*PROBLEMS TO SOLVE*
1 > Answer these from the comment about Silicon Valley Bank below, one line each:
(a) Who told the startups to bank with SVB?
(b) On what platform did the VCs react when the startups seemed likely to lose banking services?
(c) What were the companies' deposits used to buy?
2 > Give a continuation of the comment about Silicon Valley Bank below, picking up after its final sentence.

*SUPPLIED PASSAGE*
------------------------------
I think this is very much in question. Silicon Valley Bank was absolutely part of a cohesive microeconomy. There's no other explanation for the absolutely uniformity with which all those startups were using it for what should have been 100% commodity banking services. Those startups all banked with SVB because their VCs told them to.

And the VCs told their startups to bank with SVB because... we don't know yet. But any time you have a signal this strong, there's a driver.

Add to that the fact that the moment all those startups seemed likely to lose banking services, however temporarily, those same VCs freaked the fuck out of their minds on twitter and started shrieking in all caps about the end of western capitalism. That's not mere concern for their poor startups (most of whom were going to fail anyway, after all -- they're startups!). These VCs were exposed to the SVB failure. They were leveraged somehow and about to get caught holding the bag.

There was some kind of insider dealing going on with SVB. It wasn't just a bank. We for sure know that much. Whether we have criminal fraud or not is an open question.


SVB made loans to cash-rich companies approximate to their funding rounds, when they were least likely to immediately use the cash. These loans typically required the company to hold the money as a deposit in SVB. These deposits were used to buy long duration bonds.
------------------------------
*PROVIDED MATERIAL*
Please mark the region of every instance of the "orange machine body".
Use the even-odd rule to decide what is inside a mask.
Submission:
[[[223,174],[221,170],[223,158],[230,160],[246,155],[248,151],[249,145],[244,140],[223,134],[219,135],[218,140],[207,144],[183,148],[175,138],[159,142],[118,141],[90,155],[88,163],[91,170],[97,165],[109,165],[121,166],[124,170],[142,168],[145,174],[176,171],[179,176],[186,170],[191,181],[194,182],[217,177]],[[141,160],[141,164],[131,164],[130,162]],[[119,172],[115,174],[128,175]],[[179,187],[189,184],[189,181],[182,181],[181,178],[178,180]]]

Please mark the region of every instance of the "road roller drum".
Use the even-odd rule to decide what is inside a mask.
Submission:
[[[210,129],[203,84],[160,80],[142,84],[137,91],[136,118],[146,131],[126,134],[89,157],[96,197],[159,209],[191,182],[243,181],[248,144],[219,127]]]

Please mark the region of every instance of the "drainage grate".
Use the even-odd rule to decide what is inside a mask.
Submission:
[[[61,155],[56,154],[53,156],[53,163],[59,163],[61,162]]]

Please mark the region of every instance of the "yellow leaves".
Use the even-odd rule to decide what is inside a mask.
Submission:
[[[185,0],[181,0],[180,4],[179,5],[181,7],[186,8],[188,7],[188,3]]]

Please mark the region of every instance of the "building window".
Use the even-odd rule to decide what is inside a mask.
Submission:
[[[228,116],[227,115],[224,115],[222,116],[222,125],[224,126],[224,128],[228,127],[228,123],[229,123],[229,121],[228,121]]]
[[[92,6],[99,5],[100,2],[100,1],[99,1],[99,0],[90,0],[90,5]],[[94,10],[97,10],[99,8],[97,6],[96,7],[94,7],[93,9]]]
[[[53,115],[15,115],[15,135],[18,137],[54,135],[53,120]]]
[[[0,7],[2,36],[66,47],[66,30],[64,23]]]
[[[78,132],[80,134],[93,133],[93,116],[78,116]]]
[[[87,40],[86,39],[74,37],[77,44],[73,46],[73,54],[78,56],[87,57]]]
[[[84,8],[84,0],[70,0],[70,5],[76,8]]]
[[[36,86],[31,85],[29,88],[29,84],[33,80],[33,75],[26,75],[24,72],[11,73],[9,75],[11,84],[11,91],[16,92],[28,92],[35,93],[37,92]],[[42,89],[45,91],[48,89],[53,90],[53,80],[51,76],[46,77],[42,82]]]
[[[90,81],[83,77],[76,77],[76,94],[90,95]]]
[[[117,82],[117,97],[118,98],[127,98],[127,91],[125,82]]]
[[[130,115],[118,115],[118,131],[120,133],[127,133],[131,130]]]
------------------------------
*TASK-BY-TASK RESULTS*
1 >
(a) Their VCs.
(b) Twitter.
(c) Long duration bonds.

2 >
In other words, SVB used these companies to produce new money that they could earn interest on.


Yeah, that's the kind of thing I'm imagining. Though it doesn't explain the VC tweetpanic unless they were getting kickbacks. Is there a cite for that, or a story posted somewhere?



Bill Ackman publicly admitted on Twitter to be on the hook for at least 10% of his assets.


That most probably means, he and his companies kept his cash in SIVB and not that he has stake in it.


One element is that the banking industry as a whole behaves pretty chaotically with 'unusual' customers.

Big wire in from a fundraising round? Account frozen. Big wire out for an acquisition? Account frozen. Bank learns your customers include cryptocurrency companies? Account frozen. Bank account balance huge relative to your business' cashflow? Account frozen. Random bank staff doesn't understand what you're doing? Account frozen.

In that kind of climate its almost inevitable that VC's would recommend a single bank known to not behave erratically for the activities that are usual for their investments.


This a great point. Why did the VCs force startups to use SVB and not others for commodity banking ? Anyone know what SVB did and others couldn’t?


"I just hope nobody forgets how prominent VCs behaved during the brief period of uncertainty."

The point is that these VC's didn't act to support their investments, they flailed around begging for bailout (that they probably didn't need but they didn't understand banking well enough to know that or bother to consult any experts before making public statements).

They behaved badly and should be embarrassed and everyone should remember it.


...why? For asking for government intervention to protect the innocent and avoid contagion? Why should that be embarrassing?


Why do you find it believable that they asked for government intervention to protect "the innocent" as opposed to simply acting to protect their own private financial interests, which seems to be the simplest explanation?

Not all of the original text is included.